── Extract to read

The following piece was contributed as part of Business News Daily's byline series:
Filming rock climbing is not a Hollywood production. When it comes to people risking their lives on enormous precipices, you’ve got to keep it real. Based on that simple notion, my partners and I have been able to grow our tiny filmmaking startup into an award-winning business.
I grew up in Boulder, Colorado, where climbing is baked into the culture. The mountains border the town and it's our playground. I actually got PE credit for climbing in the canyon down the street from my house.
I quickly lost interest in more traditional sports and the thirst for adventure in the mountains became a passion.
Learning the ropes
I got my degree in geology from Colorado College, but the reality was that I was not cut out for a profession in science. I was a natural born storyteller, so I turned my attention to more creative pursuits.
I moved to New York City to be surrounded by the arts and immerse myself in the independent film world. I took a short filmmaking workshop at a small film academy where I stayed on to teach and work with student films for the next four years. The film world, with its emphasis on storytelling, was a perfect fit for my passionate but open-minded personality at the time. I was eager to make my own movie; I just didn't know about what.
While I was working in New York, and away from the climbing world for the first time, a fellow geology-major from college, Josh Lowell, who was also a climber that followed his own path. He made a great video about the burgeoning climbing scene in New York.
It was an important moment when I realized that I could combine my passion for adventure and the outdoors with my creative energy. I moved part-time back to Boulder, and raised $10,000 from local outdoor companies. With that, I made my first climbing film, "Scary Faces" about the journey to ascend a notorious and dangerous local climb.

────

_What is needed_. Transcribe word for word the stretch of the climbing-film essay from "I grew up in" through "more creative pursuits.".

── Stored data

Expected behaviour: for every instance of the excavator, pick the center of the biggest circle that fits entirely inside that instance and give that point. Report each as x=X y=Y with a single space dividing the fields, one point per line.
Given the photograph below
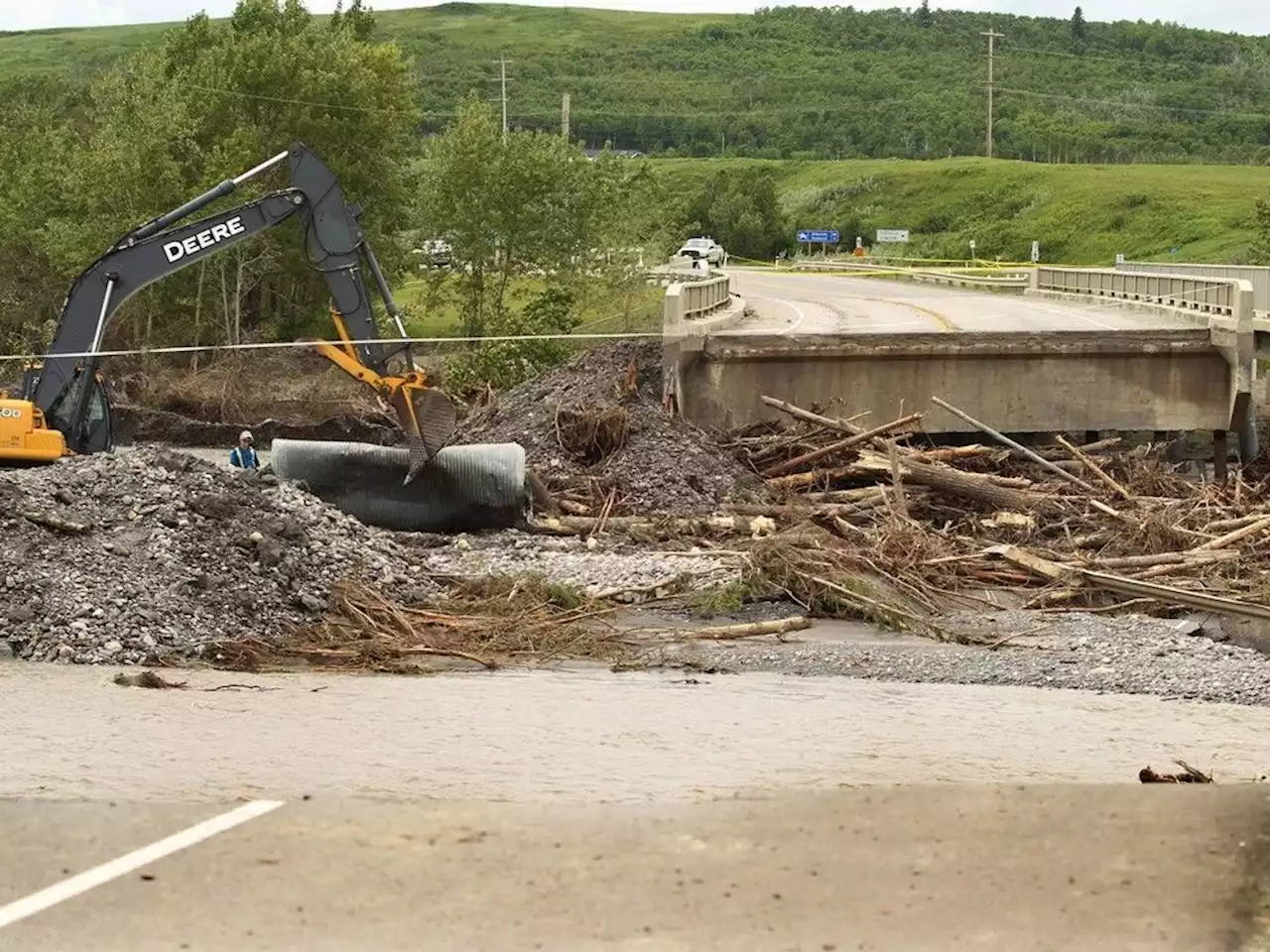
x=64 y=407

────

_Solution to this problem_.
I grew up in Boulder, Colorado, where climbing is baked into the culture. The mountains border the town and it's our playground. I actually got PE credit for climbing in the canyon down the street from my house.
I quickly lost interest in more traditional sports and the thirst for adventure in the mountains became a passion.
Learning the ropes
I got my degree in geology from Colorado College, but the reality was that I was not cut out for a profession in science. I was a natural born storyteller, so I turned my attention to more creative pursuits.